Jason Furman, a prominent economist and the former Chair of the Council of Economic Advisers under former President Barack Obama‘s administration, has shared his insights on the current inflation scenario in the U.S.
What Happened: Furman provided an analysis of the inflation data for June in a social media post on X on Thursday, suggesting a shift towards the lower end of the underlying inflation range, the Consumer Price Index-based Ecumenical Underlying Inflation measure for June was 2.5%.
This figure is the median of 21 different measures, all adjusted to match the Personal Consumption Expenditures targeted by the Federal Reserve.
Furman pointed out that excluding shelter costs, the core inflation measure fell below the Fed’s 2% target over the past three, six, and twelve months. He highlighted that the trimmed mean and median measures showed significantly higher figures in June compared to other metrics, indicating possible influence from volatile components in the data.
The economist also mentioned that the trimmed mean and median measures were significantly higher in June than other measures. This suggests that some of the good number was due to volatile components, making the signal a little less clear. “I’m mostly seeing forecasts for 0.20% core PCE in June,” Furman wrote.
Furman’s initial analysis stated, “Amazing inflation data for June!!!” He concluded by saying that he still views the underlying inflation to be in the 2.5-3% range, but is shifting closer to the lower end of that range. He also mentioned, “financial conditions continue to ease–doing the Fed’s job for it.”
Why It Matters: The latest inflation figures have been a topic of intense discussion. The U.S. CPI slowed more than expected in June, reaching 3%. This has led to increased expectations for a near-term initiation of interest rate cuts.
________________________________________
Set task a » List every percentage figure that appears in the text on Jason Furman's view of June inflation.

(Pointing dataset excerpts)
________________________________________
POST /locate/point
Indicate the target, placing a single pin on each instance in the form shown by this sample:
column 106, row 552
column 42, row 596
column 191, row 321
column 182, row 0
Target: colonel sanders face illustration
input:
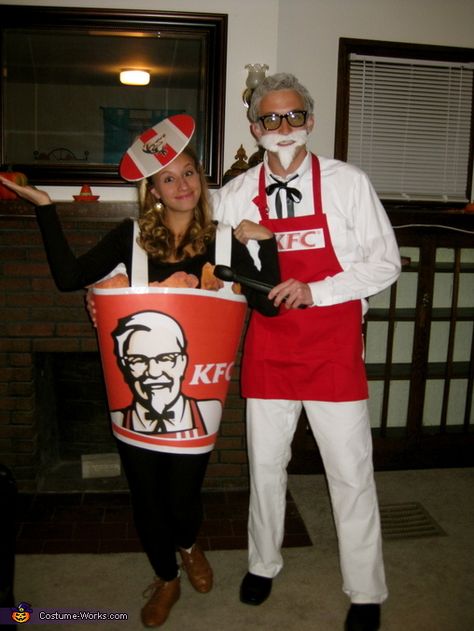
________________________________________
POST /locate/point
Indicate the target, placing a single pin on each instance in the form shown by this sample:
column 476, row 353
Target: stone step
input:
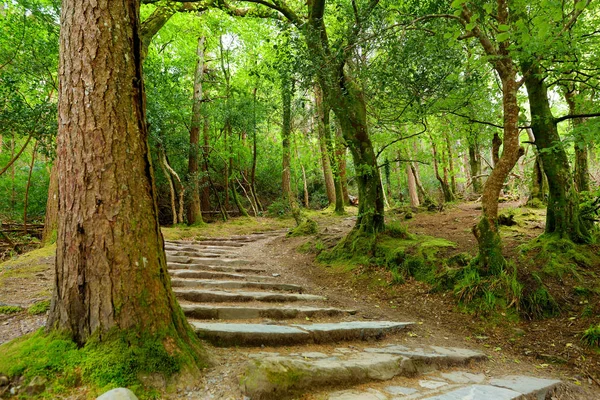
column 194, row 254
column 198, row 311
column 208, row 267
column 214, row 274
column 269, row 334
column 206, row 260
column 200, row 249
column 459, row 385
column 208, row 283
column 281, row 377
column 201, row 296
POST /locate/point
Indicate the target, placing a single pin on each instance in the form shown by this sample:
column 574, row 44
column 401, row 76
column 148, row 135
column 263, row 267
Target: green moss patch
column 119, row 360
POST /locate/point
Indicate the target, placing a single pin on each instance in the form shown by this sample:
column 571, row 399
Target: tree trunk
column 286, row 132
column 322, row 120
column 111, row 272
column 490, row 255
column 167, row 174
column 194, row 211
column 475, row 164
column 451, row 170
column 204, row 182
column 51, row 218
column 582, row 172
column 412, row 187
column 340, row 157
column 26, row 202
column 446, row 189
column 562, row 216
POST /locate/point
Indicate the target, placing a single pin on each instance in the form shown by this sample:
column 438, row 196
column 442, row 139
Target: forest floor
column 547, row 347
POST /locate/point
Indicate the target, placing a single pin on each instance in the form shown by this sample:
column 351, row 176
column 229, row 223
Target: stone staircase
________________________________________
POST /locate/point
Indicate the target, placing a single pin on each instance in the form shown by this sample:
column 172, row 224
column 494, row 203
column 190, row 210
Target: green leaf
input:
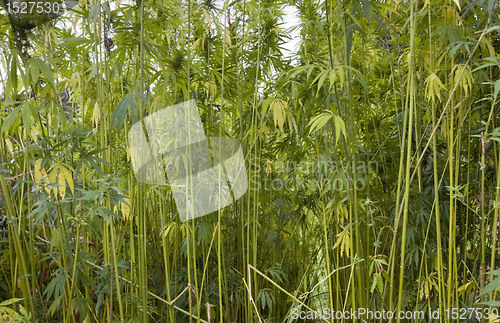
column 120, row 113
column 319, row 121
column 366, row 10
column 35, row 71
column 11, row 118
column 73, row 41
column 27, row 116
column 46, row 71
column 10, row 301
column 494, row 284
________________________________________
Set task b » Count the lines of the records that contain the string "green".

Complete output a » 2.5%, 2%, 0.20%, 2.5-3%, 3%

Complete output b » 2